▶ [EXCERTO PARA LEITURA]:
Passei metade da vida a ouvir o coro desafinado do politicamente correcto, essa espécie de missa laica onde se reza pela cartilha do “não se pode dizer - não é bem assim - és radical - a guerra é uma construção - eu sou da paz e do amor universal”. E no meio dessa liturgia melosa a Europa foi-se esvaziando de coragem, perdeu o pulso, esqueceu-se do que é agir, deixou-se embalar na cantilena da moral de bolso e acabou esticado ao comprido diante das tragédias que agora finge lamentar. Gaza, Ucrânia, mas do Sudão zero, nem uma palavra. (Lá está, os gajos do Sudão são pretos, isso não interessa a ninguém). O mesmo enredo de sempre: discursos, cimeiras, resoluções que ninguém cumpre, comunicados de imprensa cheios de lágrimas virtuais e zero consequências reais. O politicamente correcto é a religião do conforto moral, e a Europa ajoelha-se todos os dias diante do altar do consenso, a pedir perdão por existir, enquanto o mundo lá fora arde.

Não foi por acaso que nada fizeram. A esquerda europeia, herdeira de uma culpa que já nem lhe pertence, vive obcecada com o reflexo da própria virtude. Encheram-se de palavras bonitas e esvaziaram-se de ideias firmes. Pregam a tolerância, mas não suportam a dissidência; defendem a liberdade, mas apenas a liberdade que se encaixa no seu vocabulário aprovado; e quando alguém ousa pensar fora da cartilha, é logo taxado de extremista, reacionário, populista ou outro insulto reciclado da moda. Tornaram-se burocratas da moral, gestores do pensamento, editores da linguagem. A guerra tornou-se-lhes incómoda, não porque os incomode a morte, mas porque lhes estraga o discurso de salão. Falar de sangue exige coragem, e a coragem é coisa que não se ensina nas conferências de Bruxelas.

▶ [SECÇÃO DE DADOS]:
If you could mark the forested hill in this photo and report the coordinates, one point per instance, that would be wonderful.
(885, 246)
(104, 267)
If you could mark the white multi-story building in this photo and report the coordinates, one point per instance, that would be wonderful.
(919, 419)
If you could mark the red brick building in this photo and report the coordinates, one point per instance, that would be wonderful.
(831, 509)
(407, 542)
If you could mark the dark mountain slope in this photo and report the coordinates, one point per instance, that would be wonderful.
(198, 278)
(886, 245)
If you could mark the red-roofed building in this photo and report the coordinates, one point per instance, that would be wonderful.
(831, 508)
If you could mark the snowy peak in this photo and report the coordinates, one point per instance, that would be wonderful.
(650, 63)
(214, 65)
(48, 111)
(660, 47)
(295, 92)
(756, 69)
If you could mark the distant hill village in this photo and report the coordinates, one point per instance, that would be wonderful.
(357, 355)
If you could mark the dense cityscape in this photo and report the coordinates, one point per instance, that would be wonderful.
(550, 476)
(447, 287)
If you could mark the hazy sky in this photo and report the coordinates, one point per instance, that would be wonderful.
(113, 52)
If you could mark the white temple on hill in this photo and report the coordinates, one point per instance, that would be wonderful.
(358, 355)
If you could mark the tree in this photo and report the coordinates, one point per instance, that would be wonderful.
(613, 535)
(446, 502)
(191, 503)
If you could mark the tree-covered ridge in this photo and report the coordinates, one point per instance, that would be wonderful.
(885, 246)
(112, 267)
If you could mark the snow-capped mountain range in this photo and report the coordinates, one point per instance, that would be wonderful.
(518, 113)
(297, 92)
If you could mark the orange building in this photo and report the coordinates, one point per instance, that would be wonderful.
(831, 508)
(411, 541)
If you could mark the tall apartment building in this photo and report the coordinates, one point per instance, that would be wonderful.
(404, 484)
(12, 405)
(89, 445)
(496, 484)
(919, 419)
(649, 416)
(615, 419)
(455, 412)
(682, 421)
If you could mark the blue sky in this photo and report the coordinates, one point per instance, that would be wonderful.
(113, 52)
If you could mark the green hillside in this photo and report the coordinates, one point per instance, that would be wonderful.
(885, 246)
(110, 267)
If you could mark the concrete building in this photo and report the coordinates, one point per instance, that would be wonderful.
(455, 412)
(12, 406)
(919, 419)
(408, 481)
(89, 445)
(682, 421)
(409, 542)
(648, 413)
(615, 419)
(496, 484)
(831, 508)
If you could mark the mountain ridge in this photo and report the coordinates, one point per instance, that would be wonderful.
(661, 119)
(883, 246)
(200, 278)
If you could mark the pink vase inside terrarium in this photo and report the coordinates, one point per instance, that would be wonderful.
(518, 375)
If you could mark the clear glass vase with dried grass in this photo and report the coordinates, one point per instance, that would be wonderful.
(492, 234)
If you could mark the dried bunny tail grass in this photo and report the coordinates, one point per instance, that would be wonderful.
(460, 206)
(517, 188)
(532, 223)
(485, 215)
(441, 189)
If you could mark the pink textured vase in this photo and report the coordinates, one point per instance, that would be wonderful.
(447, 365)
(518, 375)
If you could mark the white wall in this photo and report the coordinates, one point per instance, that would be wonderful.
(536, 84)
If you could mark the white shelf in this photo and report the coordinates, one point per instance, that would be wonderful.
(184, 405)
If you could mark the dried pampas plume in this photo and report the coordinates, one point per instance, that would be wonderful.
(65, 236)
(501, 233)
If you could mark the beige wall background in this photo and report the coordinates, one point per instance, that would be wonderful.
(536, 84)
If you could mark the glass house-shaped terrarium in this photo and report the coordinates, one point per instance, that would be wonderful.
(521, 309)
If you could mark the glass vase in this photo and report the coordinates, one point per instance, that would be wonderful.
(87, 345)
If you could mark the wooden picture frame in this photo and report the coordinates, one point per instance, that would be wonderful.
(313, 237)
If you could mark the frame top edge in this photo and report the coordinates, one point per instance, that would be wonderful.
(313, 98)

▶ [TAREFA PROPOSTA]: No excerto sobre a Europa e o politicamente correcto, indique, por favor, todos os rótulos nomeados com que é taxado quem ousa pensar fora da cartilha. Os itens não servem para nada aqui.

▶ [A RESPOSTA]: Extremista, reacionário e populista.